Excerpts from a point labeling dataset:

★ ★ ★ ★ ★ ★ ★

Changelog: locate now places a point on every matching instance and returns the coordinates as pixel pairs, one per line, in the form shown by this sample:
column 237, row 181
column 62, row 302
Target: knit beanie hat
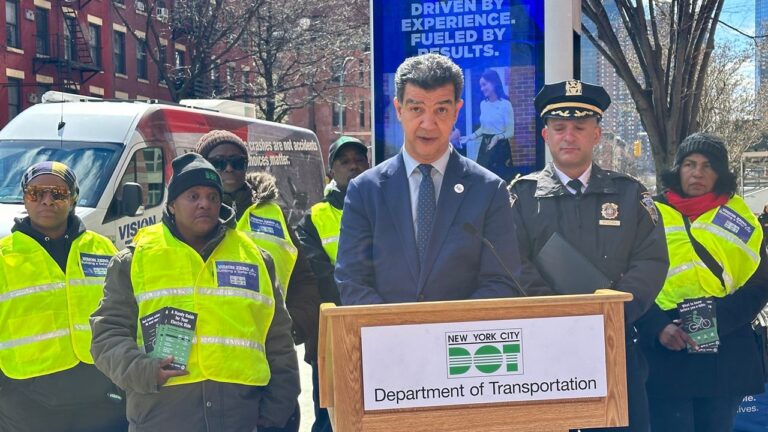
column 54, row 168
column 213, row 138
column 190, row 170
column 709, row 145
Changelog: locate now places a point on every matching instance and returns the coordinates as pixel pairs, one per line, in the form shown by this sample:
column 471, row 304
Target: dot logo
column 484, row 353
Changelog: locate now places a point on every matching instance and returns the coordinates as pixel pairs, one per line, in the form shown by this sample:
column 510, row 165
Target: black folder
column 566, row 270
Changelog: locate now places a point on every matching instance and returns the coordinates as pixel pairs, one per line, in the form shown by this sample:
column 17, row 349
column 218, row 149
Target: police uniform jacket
column 613, row 224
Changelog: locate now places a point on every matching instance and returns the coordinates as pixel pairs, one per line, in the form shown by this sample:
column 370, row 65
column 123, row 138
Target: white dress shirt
column 414, row 177
column 564, row 179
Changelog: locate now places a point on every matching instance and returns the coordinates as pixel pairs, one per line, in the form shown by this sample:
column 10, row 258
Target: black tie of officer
column 576, row 185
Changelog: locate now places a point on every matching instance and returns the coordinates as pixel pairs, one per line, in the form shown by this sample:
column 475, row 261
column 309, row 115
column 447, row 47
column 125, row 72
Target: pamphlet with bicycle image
column 699, row 319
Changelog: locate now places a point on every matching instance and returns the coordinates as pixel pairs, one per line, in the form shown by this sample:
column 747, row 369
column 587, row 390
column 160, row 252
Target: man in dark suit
column 407, row 228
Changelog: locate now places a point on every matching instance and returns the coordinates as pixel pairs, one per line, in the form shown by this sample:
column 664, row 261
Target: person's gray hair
column 429, row 71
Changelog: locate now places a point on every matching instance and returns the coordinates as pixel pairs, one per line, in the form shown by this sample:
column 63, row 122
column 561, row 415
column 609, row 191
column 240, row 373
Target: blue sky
column 740, row 14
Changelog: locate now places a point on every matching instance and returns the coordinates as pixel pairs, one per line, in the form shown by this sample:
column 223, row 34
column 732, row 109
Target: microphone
column 472, row 230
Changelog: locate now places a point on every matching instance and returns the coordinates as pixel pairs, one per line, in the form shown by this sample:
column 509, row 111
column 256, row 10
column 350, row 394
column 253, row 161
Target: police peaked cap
column 572, row 100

★ ★ ★ ★ ★ ★ ★

# GOAL:
Express everything from the start of the records down to the line containing "column 709, row 145" as a JSON list of strings, one per line, skipping blank lines and leaving out the pictures.

# ANSWER TO THIS PROBLEM:
[
  "Changelog: locate now places a point on every matching instance and returns the coordinates as pixel pairs, one per line, in the form shown by this sample:",
  "column 237, row 181",
  "column 62, row 302",
  "Target: knit beanie hat",
  "column 54, row 168",
  "column 213, row 138",
  "column 190, row 170",
  "column 709, row 145"
]